Page excerpt:
=======

Forced Response in Axial Turbines Under the Influence of Partial Admission

[+] Author and Article Information
Jens Fridh

Chair of Heat and Power Technology
e-mail: jens@energy.kth.se

Torsten Fransson

Royal Institute of Technology (KTH),
Stockholm, Sweden

Contributed by International Gas Turbine Institute (IGTI) of ASME for publication in the JOURNAL OF TURBOMACHINERY. Manuscript received July 11, 2012; final manuscript received August 14, 2012; published online June 5, 2013. Assoc. Editor: David Wisler.

=======

Data provided:
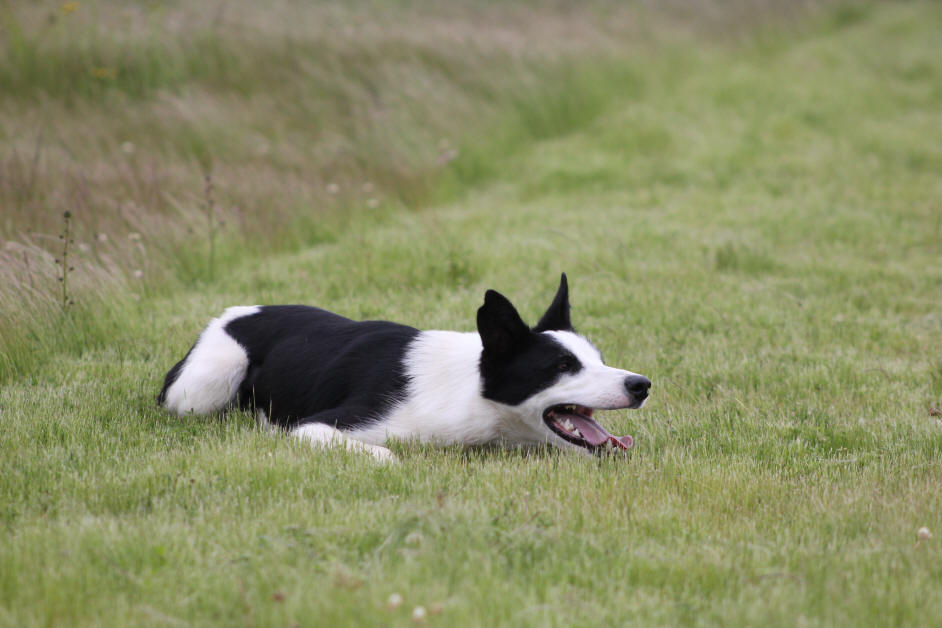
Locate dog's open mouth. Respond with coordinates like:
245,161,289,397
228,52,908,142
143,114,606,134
543,403,635,451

=======

Tasks to perform:
(a) List every date given in the page excerpt on axial turbine forced response, along with the event each date marks.
(b) According to the page excerpt on axial turbine forced response, which journal was the work contributed for publication in?

Task-by-task solutions:
(a)
- July 11, 2012: manuscript received
- August 14, 2012: final manuscript received
- June 5, 2013: published online

(b) The Journal of Turbomachinery.